Fundamentally there's a few ways to film into the darkness of an evening. Option 1, bring a lot of lights. Option 2, bypass the whole "visible spectrum" and go right into Infrared. That isn't to say Option 2 isn't without it's quirks. All of which presented an interesting learning curve when utilized on a project for a company that specializes in illuminating the darkness. 

Our client asked myself and my creative partner to film a night 'live fire' rifle shoot using night vision, utilizing their own in-house night vision system. This client specifically creates IR aiming and illumination systems from individual soldier rifles, all the way up to crew-served machine guns. The advantage is that this allows us to give 1-to-1 feedback on how we think their night vision system can be improved from the standpoint of filmmakers.

The BE Meyers OWL night scope is fairly unique in a few regards:
- It utilizes C-Mount lenses
- It creates a non-vignetted image on full-frame sensors

Why the two aspects listed are important is that normal systems, for example the AN/PVS-14, is limited to 40 degrees of field of vision. Suffice it to say this isn't very helpful. The PVS-14 also has two modes of adjustment, either a front objective lens for focusing, or a diopter end for adjustment to the human eye. Things get a bit hairy when you have to adapt a system developed for fighting, to one for fun. This involves step up rings, adapted to a donor lens, so now you have 3 systems of focus to nail, an objective end, a back-focus end from the night observation device (referred to hereafter as a NOD), and finally the focus of the donor optic connected to the NOD.

Simply put...this is a mess. And is an absolute soup-sandwich for filmmaking.

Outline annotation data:
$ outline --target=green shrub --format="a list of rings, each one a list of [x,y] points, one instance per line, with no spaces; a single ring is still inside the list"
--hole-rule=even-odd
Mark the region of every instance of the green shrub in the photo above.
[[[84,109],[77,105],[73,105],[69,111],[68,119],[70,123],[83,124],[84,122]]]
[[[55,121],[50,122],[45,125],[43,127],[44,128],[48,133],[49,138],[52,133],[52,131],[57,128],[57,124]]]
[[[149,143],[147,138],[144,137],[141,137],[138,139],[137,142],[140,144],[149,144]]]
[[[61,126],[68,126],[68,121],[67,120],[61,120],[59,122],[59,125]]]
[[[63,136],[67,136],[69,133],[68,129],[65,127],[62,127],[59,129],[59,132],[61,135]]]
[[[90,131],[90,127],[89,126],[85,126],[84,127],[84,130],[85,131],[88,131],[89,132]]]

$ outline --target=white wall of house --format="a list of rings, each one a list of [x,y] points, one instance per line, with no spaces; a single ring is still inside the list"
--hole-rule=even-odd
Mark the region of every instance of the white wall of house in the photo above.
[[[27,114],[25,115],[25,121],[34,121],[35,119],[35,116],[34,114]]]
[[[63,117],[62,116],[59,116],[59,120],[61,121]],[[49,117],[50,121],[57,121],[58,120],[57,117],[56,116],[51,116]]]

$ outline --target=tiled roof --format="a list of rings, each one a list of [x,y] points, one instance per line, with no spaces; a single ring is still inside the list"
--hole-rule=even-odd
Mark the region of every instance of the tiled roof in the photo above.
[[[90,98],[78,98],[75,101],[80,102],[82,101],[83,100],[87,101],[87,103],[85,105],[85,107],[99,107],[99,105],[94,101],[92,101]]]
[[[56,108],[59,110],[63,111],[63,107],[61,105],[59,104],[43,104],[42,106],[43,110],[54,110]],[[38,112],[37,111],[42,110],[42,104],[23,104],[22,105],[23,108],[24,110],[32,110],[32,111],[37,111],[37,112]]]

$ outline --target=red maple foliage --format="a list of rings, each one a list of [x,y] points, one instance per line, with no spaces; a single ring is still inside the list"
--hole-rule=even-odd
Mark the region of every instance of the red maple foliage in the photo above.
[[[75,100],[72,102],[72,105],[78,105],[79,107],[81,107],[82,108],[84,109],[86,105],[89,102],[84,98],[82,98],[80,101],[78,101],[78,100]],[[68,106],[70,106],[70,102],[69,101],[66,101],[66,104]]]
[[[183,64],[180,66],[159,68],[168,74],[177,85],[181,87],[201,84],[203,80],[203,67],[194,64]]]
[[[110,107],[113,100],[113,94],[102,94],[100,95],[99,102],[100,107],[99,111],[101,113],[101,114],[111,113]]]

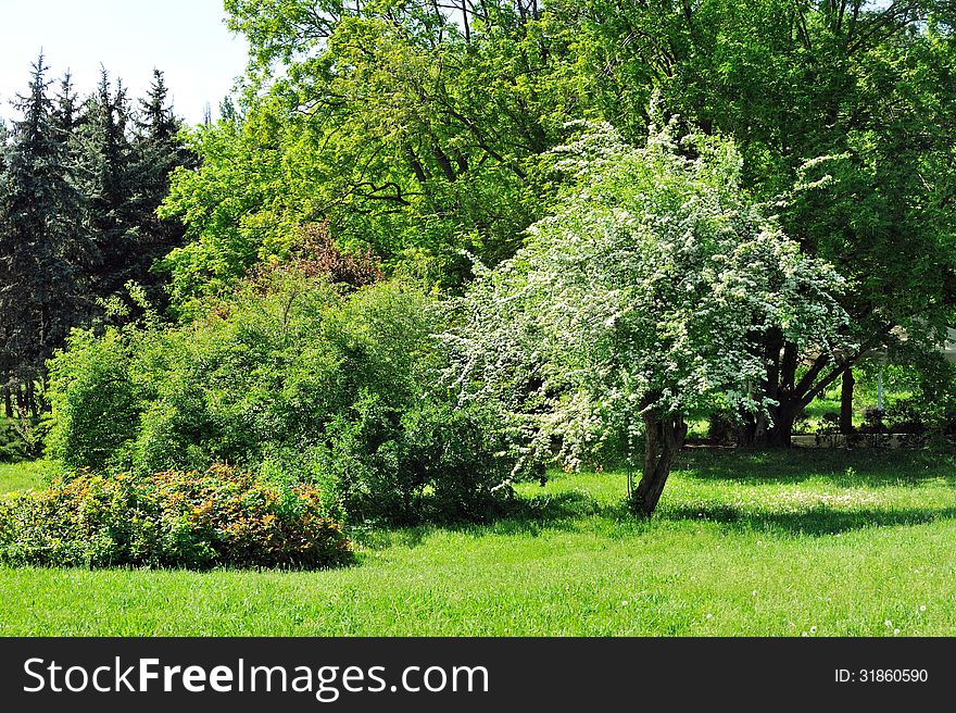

→ **Problem set**:
[a] According to the night vision filmmaking post, what kind of lenses does the BE Meyers OWL night scope use?
[b] Reproduce the night vision filmmaking post word for word, starting at "The BE Meyers" and ending at "to the NOD.".

→ **Solved tasks**:
[a] It uses C-Mount lenses.

[b]
The BE Meyers OWL night scope is fairly unique in a few regards:
- It utilizes C-Mount lenses
- It creates a non-vignetted image on full-frame sensors

Why the two aspects listed are important is that normal systems, for example the AN/PVS-14, is limited to 40 degrees of field of vision. Suffice it to say this isn't very helpful. The PVS-14 also has two modes of adjustment, either a front objective lens for focusing, or a diopter end for adjustment to the human eye. Things get a bit hairy when you have to adapt a system developed for fighting, to one for fun. This involves step up rings, adapted to a donor lens, so now you have 3 systems of focus to nail, an objective end, a back-focus end from the night observation device (referred to hereafter as a NOD), and finally the focus of the donor optic connected to the NOD.